* [Data extract]
********

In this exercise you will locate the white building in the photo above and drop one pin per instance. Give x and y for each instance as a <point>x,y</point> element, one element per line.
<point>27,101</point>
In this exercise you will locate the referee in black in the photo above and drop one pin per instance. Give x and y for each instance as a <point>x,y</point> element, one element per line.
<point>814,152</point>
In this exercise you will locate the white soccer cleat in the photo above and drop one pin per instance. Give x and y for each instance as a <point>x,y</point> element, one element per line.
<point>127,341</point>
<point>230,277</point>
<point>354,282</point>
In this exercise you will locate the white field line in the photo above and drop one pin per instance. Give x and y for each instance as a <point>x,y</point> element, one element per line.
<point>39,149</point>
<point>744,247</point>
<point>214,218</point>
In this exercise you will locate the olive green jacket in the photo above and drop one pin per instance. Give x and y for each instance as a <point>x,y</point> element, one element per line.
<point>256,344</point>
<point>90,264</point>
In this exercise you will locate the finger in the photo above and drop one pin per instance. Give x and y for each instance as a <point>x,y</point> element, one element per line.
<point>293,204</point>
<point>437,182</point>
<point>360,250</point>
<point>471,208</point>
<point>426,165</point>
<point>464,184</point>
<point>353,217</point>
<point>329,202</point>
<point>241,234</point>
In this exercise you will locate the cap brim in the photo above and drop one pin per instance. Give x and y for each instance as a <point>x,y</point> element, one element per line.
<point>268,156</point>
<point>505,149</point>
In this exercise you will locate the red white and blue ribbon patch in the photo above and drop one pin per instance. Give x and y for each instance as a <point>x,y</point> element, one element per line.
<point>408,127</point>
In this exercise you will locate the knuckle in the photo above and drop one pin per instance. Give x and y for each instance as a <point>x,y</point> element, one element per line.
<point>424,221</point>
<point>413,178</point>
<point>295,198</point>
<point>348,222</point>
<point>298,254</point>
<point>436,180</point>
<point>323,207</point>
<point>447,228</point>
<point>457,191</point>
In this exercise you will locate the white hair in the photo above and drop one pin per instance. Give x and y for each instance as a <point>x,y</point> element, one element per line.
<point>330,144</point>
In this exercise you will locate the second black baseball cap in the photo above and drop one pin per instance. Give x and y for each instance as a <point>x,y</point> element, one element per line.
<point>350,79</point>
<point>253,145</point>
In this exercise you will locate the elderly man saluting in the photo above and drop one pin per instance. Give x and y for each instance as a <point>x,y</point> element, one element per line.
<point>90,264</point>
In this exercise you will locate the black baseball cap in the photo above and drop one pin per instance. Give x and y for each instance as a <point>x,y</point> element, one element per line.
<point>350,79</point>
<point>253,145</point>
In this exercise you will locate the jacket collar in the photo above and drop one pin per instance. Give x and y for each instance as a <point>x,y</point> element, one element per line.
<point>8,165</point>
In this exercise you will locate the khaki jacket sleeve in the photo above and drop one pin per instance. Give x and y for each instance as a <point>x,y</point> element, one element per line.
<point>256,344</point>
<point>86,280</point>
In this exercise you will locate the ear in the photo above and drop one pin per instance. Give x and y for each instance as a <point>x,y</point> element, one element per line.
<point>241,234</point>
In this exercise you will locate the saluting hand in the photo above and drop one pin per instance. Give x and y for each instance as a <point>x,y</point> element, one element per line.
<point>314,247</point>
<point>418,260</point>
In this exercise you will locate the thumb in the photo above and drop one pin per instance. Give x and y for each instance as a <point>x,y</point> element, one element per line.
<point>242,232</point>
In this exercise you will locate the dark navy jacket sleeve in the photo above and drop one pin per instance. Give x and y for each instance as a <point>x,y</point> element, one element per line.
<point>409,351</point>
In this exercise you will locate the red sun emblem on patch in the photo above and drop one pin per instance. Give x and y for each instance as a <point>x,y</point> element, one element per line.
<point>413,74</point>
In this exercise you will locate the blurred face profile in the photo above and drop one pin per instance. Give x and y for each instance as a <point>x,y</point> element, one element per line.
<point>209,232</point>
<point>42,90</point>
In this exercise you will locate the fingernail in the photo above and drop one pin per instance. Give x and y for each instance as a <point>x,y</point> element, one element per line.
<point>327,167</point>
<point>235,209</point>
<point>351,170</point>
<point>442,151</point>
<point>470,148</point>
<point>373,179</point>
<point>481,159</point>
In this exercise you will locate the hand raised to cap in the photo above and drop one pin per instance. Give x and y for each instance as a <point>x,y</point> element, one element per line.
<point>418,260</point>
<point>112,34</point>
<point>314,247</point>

********

* [Work to complete] Reproduce the records above exactly.

* [Exercise answer]
In this exercise you will locate the white building in the photo above and drop one pin per instance. Give x and y for each instance as a <point>x,y</point> element, one element per line.
<point>27,101</point>
In this exercise you will locate the referee in black in the photo above and drop one pin per instance. Give x and y for each instance as a <point>x,y</point> element, one element per line.
<point>814,152</point>
In this exercise you will locate the white soccer cleat in the photo above and drop one pin per instance. Give x and y for each instance as a <point>x,y</point> element, one element per line.
<point>127,341</point>
<point>230,277</point>
<point>354,282</point>
In this exercise you will locate the white field line in the photo above and drop one pin per instance. Give x and y for each instance as a <point>x,y</point> element, one element per line.
<point>39,149</point>
<point>744,247</point>
<point>214,218</point>
In this exercise you will locate the olive green jacket in the photo above and drop one pin per instance. Give x and y for each instance as a <point>x,y</point> element, one element per line.
<point>256,344</point>
<point>90,264</point>
In this exercise you will locate the finger in the photo above and drop one pin per instance. Give x and y for each instance as a <point>x,y</point> element, one element per line.
<point>293,204</point>
<point>437,182</point>
<point>360,250</point>
<point>471,208</point>
<point>426,165</point>
<point>464,184</point>
<point>353,217</point>
<point>329,202</point>
<point>241,234</point>
In this exercise you will locate the cap brim in the photo above and drop one pin per instance. Give x and y for each instance as a <point>x,y</point> element, one element per line.
<point>268,156</point>
<point>505,149</point>
In this exercise you will locate the red white and blue ribbon patch in the photo above and drop one pin per instance. Give x and y for each instance as a <point>x,y</point> element, one element per line.
<point>408,127</point>
In this exercise you will locate the knuckle in the photo above and drop one pin per instance. Give x and y for each instance as a <point>x,y</point> element, one element per line.
<point>424,221</point>
<point>413,178</point>
<point>295,198</point>
<point>348,222</point>
<point>298,254</point>
<point>436,180</point>
<point>323,207</point>
<point>447,228</point>
<point>457,191</point>
In this exercise you will locate the white hair in the photo above and drop one pin per instance. Give x and y for each instance as a <point>x,y</point> element, one element per line.
<point>330,144</point>
In this exercise you will locate the second black baseball cap in the photo above and drop one pin per instance. Give x and y for each instance as a <point>x,y</point> element, one element per line.
<point>350,79</point>
<point>253,145</point>
In this exercise you will locate the elderly man saluting in the photo above and drop one pin per instance. Give x and y for each instance as a <point>x,y</point> element, one element per line.
<point>90,264</point>
In this exercise you will locate the black baseball cap in the photo above and drop one pin per instance. Give x and y for each instance as a <point>x,y</point> element, one element per line.
<point>350,79</point>
<point>253,145</point>
In this exercise you will locate the jacket collar in the photo above and drop one pin per instance. Give x and y for each instance as a <point>x,y</point> element, one element per line.
<point>8,165</point>
In this exercise you will locate the khaki jacket sleeve in the photo above and drop one pin per instance. Give x and y for each instance as a <point>x,y</point> element, one element per line.
<point>256,344</point>
<point>86,280</point>
In this exercise you will locate the ear in the photo above and drop one pin per instance. Give x and y for each instance as a <point>x,y</point> element, one element per line.
<point>241,234</point>
In this exercise you will locate the saluting hand in the photo above and drop one pin per instance. Give x and y for each instance as a <point>x,y</point> element, one element per line.
<point>314,247</point>
<point>418,260</point>
In this exercise you will locate the thumb in the photo above and drop one pin per instance. Give x and y for each instance as a <point>x,y</point> element, one element per line.
<point>242,232</point>
In this exercise you will locate the dark navy jacket sleeve in the photo above and drop one pin per instance. Give x and y for each instance as a <point>x,y</point> element, one element per line.
<point>409,351</point>
In this exercise you will locate the red sun emblem on patch in the photo above and drop one pin per instance. Give x and y for each instance as a <point>x,y</point> element, one element per line.
<point>413,74</point>
In this exercise you will locate the blurred face profile in the photo above and drop one pin per instance. Give x and y for each instance as a <point>x,y</point> element, one element per line.
<point>209,232</point>
<point>42,90</point>
In this exercise you will locate the fingernail in the photo above and drop one pin per instance. Give x and y for each instance as a <point>x,y</point> element, one element per line.
<point>327,167</point>
<point>235,209</point>
<point>351,170</point>
<point>442,151</point>
<point>470,148</point>
<point>373,179</point>
<point>481,159</point>
In this exercise you will locate the hand raised to cap in the photo above and drop one pin per instance. Give x and y for each instance as a <point>x,y</point> element, one element per line.
<point>418,260</point>
<point>112,34</point>
<point>314,247</point>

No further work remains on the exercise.